=== SELECTED TEXT ===
=== Begin Enclosure ===

Although not addressed in the FAQs, singling out employees on the basis of adverse health status (or because they have family members with adverse health status) also raises employment law and HIPAA privacy issues.

OTHER EMPLOYEE BENEFIT NEWS

Typical wellness program survives the first round with the EEOC

In our October 30, 2014 client alert, Warning for Wellness Programs – EEOC Sues Over Typical Wellness Program, we told you about the EEOC’s characterization of the wellness program sponsored by Honeywell International, Inc. as a violation of the Americans with Disabilities Act (ADA) and the Genetic Information and Nondiscrimination Act (GINA) due to the fairly typical financial incentives for participation (and the surcharges for declining to participate).  We are pleased to report that, on November 3, 2014, the District Court of Minnesota denied the EEOC’s request for a preliminary injunction.  However, this is not a resolution of the EEOC’s objections to Honeywell’s wellness program.  As stated in the Court order, “[s]hould this matter proceed on the merits, the Court will have the opportunity to consider both parties’ arguments after the benefit of discovery in order to determine whether Honeywell’s wellness program violates the ADA and/or GINA.”

Supreme Court agrees to hear ACA subsidy case

The Supreme Court agreed to hear King v. Burwell, 2014 WL 3582800 (CA 4 2014), a case where the Fourth Circuit Court of Appeals agreed with the IRS that subsidies for the purchase of health insurance should be available to individuals in states with federally-run health insurance Exchanges on the same basis as in states with state-run Exchanges.  Currently, there are 17 state-run Exchanges (including Washington D.C.) and 27 federally-run Exchanges (including Ohio) and seven partnership Exchanges jointly run by the state and federal government (which are technically classified as federally-run Exchanges).  The Fourth Circuit’s decision conflicted with a ruling by a 3-judge panel of the D.C. Circuit Court of Appeals. 

Since the employer pay or play penalties are tied to individuals getting subsidies, a Supreme Court decision that subsidies are not available in states with federally-run Exchanges would negate the employer pay or play penalties with respect to employees in those states.  More significantly, insurance would become unaffordable for most individuals in those states.  If healthier individuals (whose expected medical expenses are less than unsubsidized premiums) decline to buy insurance because they can enroll in future years without any underwriting standards, it could cause a death spiral for the individual health insurance market in those states with federally-run Exchanges.

=== End Enclosure ===

=== RECORDS SUPPLIED ===
=== Begin Enclosure ===

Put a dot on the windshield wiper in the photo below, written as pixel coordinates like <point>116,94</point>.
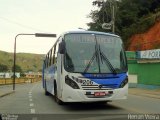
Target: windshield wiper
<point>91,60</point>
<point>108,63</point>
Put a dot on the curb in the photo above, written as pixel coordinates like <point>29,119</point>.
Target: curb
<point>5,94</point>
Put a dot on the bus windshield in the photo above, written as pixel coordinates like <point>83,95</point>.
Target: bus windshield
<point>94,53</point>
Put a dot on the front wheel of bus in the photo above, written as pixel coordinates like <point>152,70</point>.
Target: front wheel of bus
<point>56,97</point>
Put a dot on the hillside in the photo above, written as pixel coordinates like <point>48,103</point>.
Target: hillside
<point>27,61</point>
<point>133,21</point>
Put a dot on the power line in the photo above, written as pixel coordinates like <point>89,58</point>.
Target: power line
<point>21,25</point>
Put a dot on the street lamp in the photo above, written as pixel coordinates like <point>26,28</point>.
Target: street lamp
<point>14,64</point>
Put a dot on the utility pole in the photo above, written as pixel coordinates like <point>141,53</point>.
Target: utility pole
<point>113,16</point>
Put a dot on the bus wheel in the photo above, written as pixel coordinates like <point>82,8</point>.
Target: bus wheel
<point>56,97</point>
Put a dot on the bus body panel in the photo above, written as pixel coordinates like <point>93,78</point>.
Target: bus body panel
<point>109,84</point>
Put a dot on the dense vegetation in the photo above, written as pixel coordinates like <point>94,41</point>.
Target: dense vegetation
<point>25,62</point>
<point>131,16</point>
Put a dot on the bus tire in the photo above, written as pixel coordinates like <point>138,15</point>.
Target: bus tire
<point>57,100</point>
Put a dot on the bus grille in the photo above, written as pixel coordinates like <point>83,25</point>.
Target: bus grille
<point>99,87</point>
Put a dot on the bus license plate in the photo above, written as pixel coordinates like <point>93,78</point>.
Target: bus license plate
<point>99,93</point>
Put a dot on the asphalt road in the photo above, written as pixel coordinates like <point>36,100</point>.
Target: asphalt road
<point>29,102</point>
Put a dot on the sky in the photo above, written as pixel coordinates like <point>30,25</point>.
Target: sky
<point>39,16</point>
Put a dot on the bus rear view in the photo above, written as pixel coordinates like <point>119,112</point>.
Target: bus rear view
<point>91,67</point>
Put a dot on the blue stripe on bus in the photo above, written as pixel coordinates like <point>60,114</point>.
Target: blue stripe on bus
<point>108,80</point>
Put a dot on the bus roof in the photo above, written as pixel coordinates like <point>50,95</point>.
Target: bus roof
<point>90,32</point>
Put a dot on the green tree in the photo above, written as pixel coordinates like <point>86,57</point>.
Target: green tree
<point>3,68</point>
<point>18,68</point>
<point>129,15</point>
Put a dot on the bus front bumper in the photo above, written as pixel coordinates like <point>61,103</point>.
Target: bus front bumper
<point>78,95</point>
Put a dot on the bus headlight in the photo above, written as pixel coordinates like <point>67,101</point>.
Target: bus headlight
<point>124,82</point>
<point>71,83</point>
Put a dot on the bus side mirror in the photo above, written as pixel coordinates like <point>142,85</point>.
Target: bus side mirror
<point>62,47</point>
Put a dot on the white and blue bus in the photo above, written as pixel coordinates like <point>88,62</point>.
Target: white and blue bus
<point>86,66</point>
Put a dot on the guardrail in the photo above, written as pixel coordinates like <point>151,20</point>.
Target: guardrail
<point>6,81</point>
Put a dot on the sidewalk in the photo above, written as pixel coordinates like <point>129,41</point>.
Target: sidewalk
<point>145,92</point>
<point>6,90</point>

=== End Enclosure ===
=== Begin Enclosure ===

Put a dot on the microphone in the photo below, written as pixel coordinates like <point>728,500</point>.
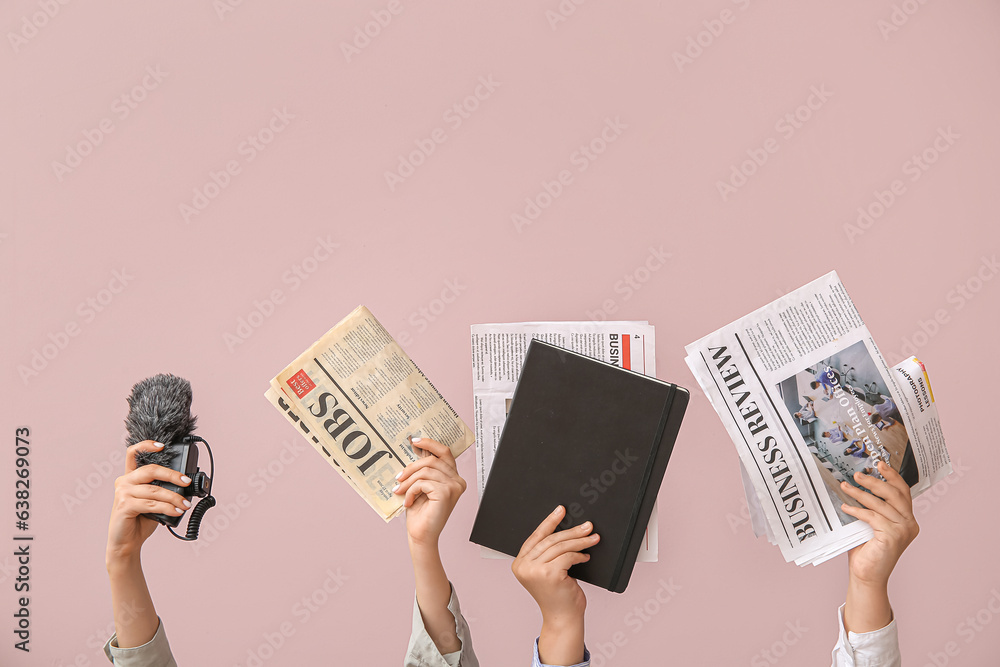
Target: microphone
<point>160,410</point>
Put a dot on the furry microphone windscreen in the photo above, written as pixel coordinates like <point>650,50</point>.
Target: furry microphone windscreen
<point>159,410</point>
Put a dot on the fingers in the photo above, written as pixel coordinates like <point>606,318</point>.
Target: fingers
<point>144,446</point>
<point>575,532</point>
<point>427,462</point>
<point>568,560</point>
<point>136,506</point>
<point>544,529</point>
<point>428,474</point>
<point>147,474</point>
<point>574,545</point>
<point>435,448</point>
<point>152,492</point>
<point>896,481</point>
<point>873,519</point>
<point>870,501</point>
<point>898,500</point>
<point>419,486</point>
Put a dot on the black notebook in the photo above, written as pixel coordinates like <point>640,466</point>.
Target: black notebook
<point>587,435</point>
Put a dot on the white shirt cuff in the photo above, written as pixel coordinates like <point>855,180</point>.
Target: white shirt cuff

=== End Enclosure ===

=== QUESTIONS ===
1. Set down the part of the employee benefit news text starting with "The Supreme Court" and going on through "Court of Appeals.", word for word.
2. Take the employee benefit news text further, picking up after its last sentence.

=== EXERCISE ANSWERS ===
1.
The Supreme Court agreed to hear King v. Burwell, 2014 WL 3582800 (CA 4 2014), a case where the Fourth Circuit Court of Appeals agreed with the IRS that subsidies for the purchase of health insurance should be available to individuals in states with federally-run health insurance Exchanges on the same basis as in states with state-run Exchanges.  Currently, there are 17 state-run Exchanges (including Washington D.C.) and 27 federally-run Exchanges (including Ohio) and seven partnership Exchanges jointly run by the state and federal government (which are technically classified as federally-run Exchanges).  The Fourth Circuit’s decision conflicted with a ruling by a 3-judge panel of the D.C. Circuit Court of Appeals.

2.
The Supreme Court will probably hear arguments in King v. Burwell in March 2015 with a decision expected in June or July 2015.

DOL green lights state regulation of stop loss coverage

In the face of significant health insurance premium increases, some smaller employers have considered switching from insured health benefits to self-insured health benefits.  Of course, it is not financially viable for a small employer to maintain a self-insured health plan without robust stop loss coverage.  A small employer choosing to self-insure health benefits might buy a stop loss policy that keeps very little risk for the employer (i.e., has very low individual and aggregate attachment points above which the stop loss carrier pays the claims).

A self-insured health plan can be significantly less expensive than an insured health plan for an employer with relatively healthy employees.  However, the federal government wants to keep all small employers in the small group insurance risk pool – especially those with healthy employees.  The federal government cannot prohibit a small employer from choosing a self-insured health plan so it is trying a different approach.  In Technical Release No. 2014-01 (November 6, 2014), the DOL gave states the green light to regulate stop loss coverage.  The DOL made clear that states may enact laws specifying minimum stop loss attachment points.  According to the DOL, “a State law that prohibits insurers from issuing stop loss contracts with attachment points below specified levels would not, in the Department's view, be preempted by ERISA.”  Relatively high minimum stop loss attachment points would make self-insuring health coverage less viable for small employers.